Provided information »
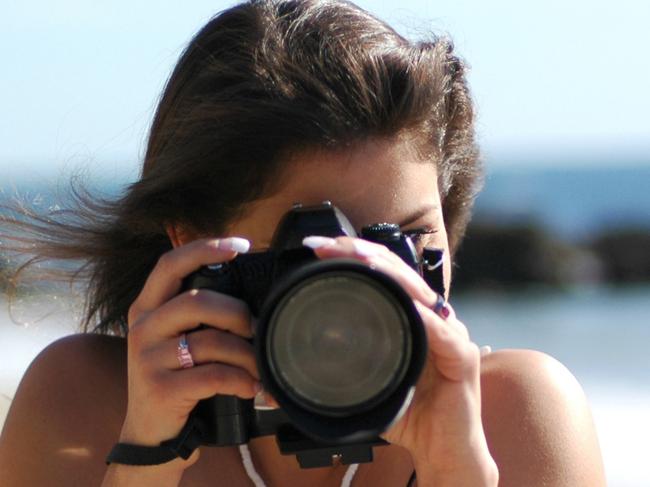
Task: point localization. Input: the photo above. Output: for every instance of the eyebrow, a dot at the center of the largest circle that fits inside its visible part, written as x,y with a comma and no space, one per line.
417,215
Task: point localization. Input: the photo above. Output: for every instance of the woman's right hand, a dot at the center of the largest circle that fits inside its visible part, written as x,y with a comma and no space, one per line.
161,393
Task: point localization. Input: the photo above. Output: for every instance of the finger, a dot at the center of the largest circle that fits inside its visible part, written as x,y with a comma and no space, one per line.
198,306
166,278
444,310
456,356
206,346
203,381
380,258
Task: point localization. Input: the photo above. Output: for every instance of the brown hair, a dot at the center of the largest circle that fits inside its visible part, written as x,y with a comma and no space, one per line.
259,82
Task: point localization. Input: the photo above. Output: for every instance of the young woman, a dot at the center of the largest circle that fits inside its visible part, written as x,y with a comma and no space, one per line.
272,103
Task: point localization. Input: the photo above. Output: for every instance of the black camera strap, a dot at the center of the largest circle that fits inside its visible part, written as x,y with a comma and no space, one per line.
182,446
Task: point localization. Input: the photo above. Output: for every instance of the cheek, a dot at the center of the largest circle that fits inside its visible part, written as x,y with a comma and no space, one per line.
440,241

Written task »
Quote, without alteration, the final stretch of the entries: the line with "of the black" onward to the last line.

Result of this task »
Task: point localization. Input: the photo above. Output: for every instance of the black camera strap, a dot at the center of the largest circle that fits inside its visible part, written as x,y with a comma and no space, one per line.
182,446
Task: point localization. Input: the photo above. Output: for every instance of the cheek, a dot at the center of the largest circle that fits inside its visible part, written as x,y with a comma and no space, one per line.
440,241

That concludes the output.